(Beginning of DATA FOR THE TASK)
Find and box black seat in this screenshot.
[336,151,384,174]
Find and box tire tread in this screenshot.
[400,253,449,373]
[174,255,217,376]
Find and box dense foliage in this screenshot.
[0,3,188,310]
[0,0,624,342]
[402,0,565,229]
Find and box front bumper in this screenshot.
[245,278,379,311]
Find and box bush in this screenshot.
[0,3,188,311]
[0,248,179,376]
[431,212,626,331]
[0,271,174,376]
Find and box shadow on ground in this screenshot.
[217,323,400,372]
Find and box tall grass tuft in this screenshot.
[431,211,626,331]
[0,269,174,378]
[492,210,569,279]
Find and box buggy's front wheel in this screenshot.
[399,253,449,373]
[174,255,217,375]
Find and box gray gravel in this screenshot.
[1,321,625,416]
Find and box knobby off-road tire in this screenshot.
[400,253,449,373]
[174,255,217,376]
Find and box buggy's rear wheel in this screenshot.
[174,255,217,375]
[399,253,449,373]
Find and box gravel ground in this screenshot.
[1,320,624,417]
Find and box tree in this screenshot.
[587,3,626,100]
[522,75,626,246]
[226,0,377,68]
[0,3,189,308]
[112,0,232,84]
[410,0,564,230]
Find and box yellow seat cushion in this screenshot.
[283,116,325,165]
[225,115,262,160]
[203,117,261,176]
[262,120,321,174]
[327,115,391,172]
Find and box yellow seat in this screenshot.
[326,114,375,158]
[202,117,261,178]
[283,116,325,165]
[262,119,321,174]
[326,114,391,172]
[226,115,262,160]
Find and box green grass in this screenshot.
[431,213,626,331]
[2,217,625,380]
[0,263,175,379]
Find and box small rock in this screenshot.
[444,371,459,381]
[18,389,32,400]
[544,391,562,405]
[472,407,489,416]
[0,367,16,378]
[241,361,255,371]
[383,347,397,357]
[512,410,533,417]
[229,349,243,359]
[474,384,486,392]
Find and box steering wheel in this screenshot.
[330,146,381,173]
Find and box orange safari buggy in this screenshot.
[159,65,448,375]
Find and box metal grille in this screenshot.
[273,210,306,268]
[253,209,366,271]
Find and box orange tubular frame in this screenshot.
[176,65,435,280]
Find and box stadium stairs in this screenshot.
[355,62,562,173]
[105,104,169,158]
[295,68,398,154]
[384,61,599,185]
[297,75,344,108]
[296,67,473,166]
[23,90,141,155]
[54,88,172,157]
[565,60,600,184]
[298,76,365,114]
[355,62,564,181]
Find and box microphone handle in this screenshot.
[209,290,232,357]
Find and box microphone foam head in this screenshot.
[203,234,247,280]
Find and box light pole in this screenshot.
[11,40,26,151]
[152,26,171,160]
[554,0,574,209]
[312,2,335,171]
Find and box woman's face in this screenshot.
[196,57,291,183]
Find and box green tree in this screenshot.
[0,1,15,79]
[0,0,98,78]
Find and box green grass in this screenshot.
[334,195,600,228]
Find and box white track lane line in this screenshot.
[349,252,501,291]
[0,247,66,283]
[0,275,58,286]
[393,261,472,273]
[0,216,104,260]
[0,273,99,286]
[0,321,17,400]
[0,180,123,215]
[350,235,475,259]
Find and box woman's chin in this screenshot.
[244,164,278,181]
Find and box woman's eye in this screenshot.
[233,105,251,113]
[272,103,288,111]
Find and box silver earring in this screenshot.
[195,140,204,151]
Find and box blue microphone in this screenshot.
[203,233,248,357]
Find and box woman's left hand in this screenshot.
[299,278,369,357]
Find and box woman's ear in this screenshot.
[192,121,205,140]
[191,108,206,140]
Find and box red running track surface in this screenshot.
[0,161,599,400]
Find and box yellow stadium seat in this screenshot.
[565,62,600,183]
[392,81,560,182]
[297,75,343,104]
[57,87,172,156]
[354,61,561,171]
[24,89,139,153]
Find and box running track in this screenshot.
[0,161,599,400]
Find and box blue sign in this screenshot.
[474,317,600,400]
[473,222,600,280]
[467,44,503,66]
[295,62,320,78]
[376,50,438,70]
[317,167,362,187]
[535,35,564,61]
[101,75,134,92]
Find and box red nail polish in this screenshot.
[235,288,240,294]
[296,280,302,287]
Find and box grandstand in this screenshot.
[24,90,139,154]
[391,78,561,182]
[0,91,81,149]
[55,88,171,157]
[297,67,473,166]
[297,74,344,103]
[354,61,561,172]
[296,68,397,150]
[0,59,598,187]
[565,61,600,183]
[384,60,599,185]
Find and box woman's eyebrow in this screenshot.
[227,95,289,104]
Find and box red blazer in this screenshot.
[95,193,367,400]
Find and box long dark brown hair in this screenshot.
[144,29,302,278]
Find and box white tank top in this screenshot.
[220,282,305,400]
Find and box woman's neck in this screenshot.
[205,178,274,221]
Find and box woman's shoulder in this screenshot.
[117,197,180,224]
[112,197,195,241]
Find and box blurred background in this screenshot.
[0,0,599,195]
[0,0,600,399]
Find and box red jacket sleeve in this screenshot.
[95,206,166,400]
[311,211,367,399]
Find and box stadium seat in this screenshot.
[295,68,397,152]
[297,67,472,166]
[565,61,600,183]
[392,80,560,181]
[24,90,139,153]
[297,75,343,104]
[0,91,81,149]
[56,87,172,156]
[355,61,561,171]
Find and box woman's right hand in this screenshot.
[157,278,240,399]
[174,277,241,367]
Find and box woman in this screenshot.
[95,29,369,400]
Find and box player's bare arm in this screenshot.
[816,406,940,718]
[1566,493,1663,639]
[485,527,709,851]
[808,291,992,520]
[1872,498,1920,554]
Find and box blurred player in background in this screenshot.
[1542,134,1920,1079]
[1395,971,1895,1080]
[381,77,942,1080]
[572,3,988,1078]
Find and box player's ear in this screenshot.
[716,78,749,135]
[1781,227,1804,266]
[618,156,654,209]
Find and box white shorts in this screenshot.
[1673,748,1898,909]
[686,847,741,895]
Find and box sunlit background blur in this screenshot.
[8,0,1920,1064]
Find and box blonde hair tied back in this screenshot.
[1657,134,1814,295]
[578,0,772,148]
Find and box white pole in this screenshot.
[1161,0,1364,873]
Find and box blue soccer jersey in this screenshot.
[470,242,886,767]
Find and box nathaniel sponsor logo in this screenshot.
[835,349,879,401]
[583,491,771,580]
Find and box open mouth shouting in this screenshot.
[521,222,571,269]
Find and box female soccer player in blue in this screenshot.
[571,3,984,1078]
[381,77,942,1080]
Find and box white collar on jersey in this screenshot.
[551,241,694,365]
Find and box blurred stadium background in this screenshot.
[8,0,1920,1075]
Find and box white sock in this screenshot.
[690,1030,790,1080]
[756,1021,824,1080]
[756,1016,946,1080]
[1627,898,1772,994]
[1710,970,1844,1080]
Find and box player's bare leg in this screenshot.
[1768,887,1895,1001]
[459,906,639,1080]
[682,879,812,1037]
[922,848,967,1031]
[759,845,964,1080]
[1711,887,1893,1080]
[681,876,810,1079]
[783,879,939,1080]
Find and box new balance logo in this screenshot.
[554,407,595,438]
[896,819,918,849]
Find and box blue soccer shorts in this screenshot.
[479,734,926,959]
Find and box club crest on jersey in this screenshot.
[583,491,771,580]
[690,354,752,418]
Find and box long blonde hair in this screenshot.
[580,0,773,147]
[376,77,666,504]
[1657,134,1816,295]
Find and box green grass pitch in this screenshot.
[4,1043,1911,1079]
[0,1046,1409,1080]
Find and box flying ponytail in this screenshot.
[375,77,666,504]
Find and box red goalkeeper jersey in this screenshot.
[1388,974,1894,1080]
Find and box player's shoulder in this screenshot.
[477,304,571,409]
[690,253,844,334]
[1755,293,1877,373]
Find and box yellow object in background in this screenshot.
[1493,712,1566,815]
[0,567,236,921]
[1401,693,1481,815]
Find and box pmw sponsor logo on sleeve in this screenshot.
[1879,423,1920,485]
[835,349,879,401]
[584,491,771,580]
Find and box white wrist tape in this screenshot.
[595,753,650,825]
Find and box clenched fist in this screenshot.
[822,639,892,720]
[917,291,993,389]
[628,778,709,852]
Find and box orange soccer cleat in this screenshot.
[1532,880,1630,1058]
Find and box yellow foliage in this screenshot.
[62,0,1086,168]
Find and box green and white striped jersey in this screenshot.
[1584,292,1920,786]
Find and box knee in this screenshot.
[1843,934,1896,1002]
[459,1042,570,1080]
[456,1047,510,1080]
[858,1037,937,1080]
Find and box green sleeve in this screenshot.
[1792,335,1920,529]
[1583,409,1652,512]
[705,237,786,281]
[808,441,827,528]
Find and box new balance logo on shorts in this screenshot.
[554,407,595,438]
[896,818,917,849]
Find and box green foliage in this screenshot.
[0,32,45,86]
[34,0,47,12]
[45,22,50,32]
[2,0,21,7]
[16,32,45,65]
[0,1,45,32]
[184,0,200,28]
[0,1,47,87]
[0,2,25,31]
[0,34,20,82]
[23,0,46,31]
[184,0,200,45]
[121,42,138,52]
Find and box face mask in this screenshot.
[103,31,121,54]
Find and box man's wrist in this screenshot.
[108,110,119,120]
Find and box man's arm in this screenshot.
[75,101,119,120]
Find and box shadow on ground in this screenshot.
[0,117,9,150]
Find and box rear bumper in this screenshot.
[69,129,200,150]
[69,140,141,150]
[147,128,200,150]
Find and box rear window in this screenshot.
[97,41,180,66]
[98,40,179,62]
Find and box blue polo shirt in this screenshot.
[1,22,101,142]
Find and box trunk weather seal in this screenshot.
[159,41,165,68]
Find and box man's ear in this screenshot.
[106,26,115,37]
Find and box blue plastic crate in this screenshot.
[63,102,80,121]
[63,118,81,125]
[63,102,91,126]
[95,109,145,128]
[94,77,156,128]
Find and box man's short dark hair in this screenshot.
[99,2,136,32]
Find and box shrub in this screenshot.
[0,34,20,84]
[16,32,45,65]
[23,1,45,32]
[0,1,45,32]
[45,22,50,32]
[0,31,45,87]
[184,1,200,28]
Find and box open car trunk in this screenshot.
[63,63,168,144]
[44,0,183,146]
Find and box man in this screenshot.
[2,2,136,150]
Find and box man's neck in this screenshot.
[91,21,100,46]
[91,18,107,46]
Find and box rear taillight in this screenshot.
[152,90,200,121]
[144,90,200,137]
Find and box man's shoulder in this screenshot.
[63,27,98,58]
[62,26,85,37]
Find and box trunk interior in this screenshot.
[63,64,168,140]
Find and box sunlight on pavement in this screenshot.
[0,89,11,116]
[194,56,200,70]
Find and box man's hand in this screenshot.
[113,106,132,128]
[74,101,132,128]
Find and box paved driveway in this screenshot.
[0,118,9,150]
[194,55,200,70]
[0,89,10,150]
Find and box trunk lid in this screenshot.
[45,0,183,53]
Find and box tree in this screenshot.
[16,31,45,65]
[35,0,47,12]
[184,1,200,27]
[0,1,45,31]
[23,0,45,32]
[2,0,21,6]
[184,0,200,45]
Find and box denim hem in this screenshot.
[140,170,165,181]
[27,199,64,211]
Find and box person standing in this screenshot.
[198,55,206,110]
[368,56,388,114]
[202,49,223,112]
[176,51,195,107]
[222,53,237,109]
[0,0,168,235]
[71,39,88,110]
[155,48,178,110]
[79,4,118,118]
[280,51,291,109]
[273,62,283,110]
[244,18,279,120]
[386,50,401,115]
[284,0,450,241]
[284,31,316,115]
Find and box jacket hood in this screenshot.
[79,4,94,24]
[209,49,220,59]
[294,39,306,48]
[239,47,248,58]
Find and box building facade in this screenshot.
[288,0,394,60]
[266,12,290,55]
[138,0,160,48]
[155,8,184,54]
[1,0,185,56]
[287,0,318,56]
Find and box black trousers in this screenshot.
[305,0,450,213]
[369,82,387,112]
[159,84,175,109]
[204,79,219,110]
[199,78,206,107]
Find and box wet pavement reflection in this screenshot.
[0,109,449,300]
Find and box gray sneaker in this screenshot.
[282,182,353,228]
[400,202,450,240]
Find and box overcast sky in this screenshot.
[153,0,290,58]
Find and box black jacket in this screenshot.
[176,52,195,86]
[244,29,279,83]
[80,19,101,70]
(End of DATA FOR THE TASK)
- **PROBLEM REQUIREMENTS**:
The required output is the line containing "Find and box man's neck in this screenshot." through the last line of the records above, each copied exactly and nothing more.

- **SOLUTION TO THIS EXERCISE**:
Find and box man's neck in this screenshot.
[91,21,100,46]
[91,18,107,46]
Find and box rear taillight in this screenshot.
[152,90,200,121]
[144,90,200,137]
Find and box man's shoulder in this screenshot.
[63,27,98,58]
[62,26,85,37]
Find and box trunk interior in this screenshot.
[63,64,168,140]
Find and box sunlight on pavement in this screenshot.
[0,89,11,116]
[194,56,200,70]
Find and box man's hand in this screenshot.
[113,106,132,128]
[74,101,132,128]
Find and box paved driveway in this screenshot.
[0,118,9,150]
[194,55,200,70]
[0,89,10,150]
Find and box trunk lid in this screenshot.
[45,0,183,53]
Find and box tree in this screenshot.
[16,31,45,65]
[35,0,47,12]
[184,1,200,27]
[0,1,45,31]
[23,0,45,32]
[2,0,21,6]
[184,0,200,45]
Find and box denim hem in this screenshot.
[140,170,165,181]
[27,199,64,211]
Find and box person standing in this screenshot.
[198,55,206,110]
[368,56,388,114]
[202,49,223,112]
[176,51,195,107]
[222,53,237,109]
[0,0,168,235]
[71,39,88,110]
[155,48,178,110]
[79,4,118,118]
[280,51,291,109]
[273,62,283,110]
[244,18,279,120]
[386,50,401,115]
[284,0,450,241]
[284,31,316,115]
Find and box jacket hood in this screenshot.
[79,4,94,24]
[209,49,220,59]
[294,39,306,48]
[239,47,248,58]
Find and box building facade in this screenshot.
[288,0,394,60]
[266,12,290,55]
[138,0,160,48]
[155,8,184,54]
[1,0,185,56]
[287,0,318,56]
Find and box black trousers in this screenshot.
[305,0,450,213]
[369,82,387,112]
[159,84,175,109]
[204,79,219,110]
[199,78,206,107]
Find and box wet pavement reflection in this screenshot.
[0,109,449,300]
Find and box gray sneaker in this screenshot.
[282,182,353,228]
[400,202,450,240]
Find and box overcast sky in this screenshot.
[153,0,290,58]
Find and box black jacket in this screenshot.
[176,52,195,86]
[244,29,279,83]
[80,19,101,70]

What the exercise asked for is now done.